Anna Rank. Evidemment. La géométrie est l’échafaudage sur lequel l’œuvre se construit, que cela soit visible ou non. C’est tout aussi vrai dans une peinture figurative que dans une peinture géométrique. C’est ce qui structure le travail et ce qui le soutient. Mais l’exemple de Torre-Garcia m’a incitée à rechercher une géométrie plus organique, celle qui sous-tend la nature ou la figure humaine.

 

Marc Albert-Levin. Qu’est-ce qui t’a intéressé, Hélène, dans le travail d’Anna ?

 

Hélène Jacqz. Pour financer son Master of Fine Art, Anna travaillait au Bronx Museum of the Arts. Grâce à elle, j’ai pu découvrir de près la richesse et la diversité de l’art sud-américain assez peu connu en Europe. Il y a quand même quelques peintures de Torres dans la collection de Beaubourg. Et nous avons vu, à Paris, plusieurs expositions de Diego Rivera et de Frida Kahlo.

 

Marc Albert-Levin. Tu partageais aussi avec Anna, l’amour de l’art précolombien ?

•••••

◆ CONSIGNE 1:
Répondez à ces questions sur l'entretien du document source.
(a) Selon Anna Rank, qu'est-ce qui sert d'échafaudage à l'œuvre ?
(b) Où Anna travaillait-elle pour financer son Master of Fine Art ?
(c) Quels artistes ont fait l'objet d'expositions vues à Paris, d'après Hélène Jacqz ?

•••••

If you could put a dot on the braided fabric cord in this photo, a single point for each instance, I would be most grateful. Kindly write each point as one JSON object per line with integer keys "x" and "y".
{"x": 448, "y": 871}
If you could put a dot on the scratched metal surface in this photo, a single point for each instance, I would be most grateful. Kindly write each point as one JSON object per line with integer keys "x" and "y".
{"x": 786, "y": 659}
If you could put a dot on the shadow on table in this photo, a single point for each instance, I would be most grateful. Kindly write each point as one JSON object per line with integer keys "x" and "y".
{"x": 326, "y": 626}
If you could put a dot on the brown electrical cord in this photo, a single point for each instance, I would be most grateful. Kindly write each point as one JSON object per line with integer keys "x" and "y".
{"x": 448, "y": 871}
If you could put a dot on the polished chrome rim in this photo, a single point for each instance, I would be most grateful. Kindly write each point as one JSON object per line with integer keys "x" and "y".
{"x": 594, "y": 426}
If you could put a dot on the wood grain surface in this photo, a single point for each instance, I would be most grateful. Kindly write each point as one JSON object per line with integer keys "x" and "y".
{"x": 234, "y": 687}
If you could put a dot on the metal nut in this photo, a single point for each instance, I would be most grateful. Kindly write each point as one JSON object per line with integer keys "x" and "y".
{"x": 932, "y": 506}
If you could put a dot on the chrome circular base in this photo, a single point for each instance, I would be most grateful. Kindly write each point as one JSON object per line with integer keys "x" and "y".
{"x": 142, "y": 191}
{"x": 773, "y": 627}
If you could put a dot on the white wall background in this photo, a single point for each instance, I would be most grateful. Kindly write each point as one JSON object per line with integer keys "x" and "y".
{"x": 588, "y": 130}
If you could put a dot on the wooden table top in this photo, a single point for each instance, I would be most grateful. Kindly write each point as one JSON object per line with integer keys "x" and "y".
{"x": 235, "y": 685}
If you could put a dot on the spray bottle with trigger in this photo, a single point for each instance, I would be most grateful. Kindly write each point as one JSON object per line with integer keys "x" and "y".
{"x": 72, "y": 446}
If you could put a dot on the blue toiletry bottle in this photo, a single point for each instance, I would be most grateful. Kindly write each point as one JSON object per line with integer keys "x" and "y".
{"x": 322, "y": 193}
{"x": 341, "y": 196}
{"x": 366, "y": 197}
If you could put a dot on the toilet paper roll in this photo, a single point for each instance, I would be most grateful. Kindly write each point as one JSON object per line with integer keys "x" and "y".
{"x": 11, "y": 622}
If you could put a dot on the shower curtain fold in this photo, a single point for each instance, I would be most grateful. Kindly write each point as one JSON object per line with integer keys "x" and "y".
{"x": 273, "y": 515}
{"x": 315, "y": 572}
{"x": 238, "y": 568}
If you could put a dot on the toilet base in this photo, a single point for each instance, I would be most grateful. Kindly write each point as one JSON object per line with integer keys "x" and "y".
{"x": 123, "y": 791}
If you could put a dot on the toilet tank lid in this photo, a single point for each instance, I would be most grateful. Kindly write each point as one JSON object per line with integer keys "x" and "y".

•••••

◆ CONSIGNE 2: Recopiez les entrées, de la ligne qui contient « If you could put a dot on the toilet paper » jusqu'à la dernière, et décalez de 126 chaque coordonnée des réponses.

◆ CORRIGÉ DÉTAILLÉ 1:
(a) La géométrie.
(b) Au Bronx Museum of the Arts.
(c) Diego Rivera et Frida Kahlo.

◆ CORRIGÉ DÉTAILLÉ 2:
If you could put a dot on the toilet paper roll in this photo, a single point for each instance, I would be most grateful. Kindly write each point as one JSON object per line with integer keys "x" and "y".
{"x": 137, "y": 748}
If you could put a dot on the shower curtain fold in this photo, a single point for each instance, I would be most grateful. Kindly write each point as one JSON object per line with integer keys "x" and "y".
{"x": 399, "y": 641}
{"x": 441, "y": 698}
{"x": 364, "y": 694}
If you could put a dot on the toilet base in this photo, a single point for each instance, I would be most grateful. Kindly write each point as one JSON object per line with integer keys "x" and "y".
{"x": 249, "y": 917}
If you could put a dot on the toilet tank lid in this photo, a single point for each instance, I would be most grateful. Kindly write each point as one JSON object per line with integer keys "x" and "y".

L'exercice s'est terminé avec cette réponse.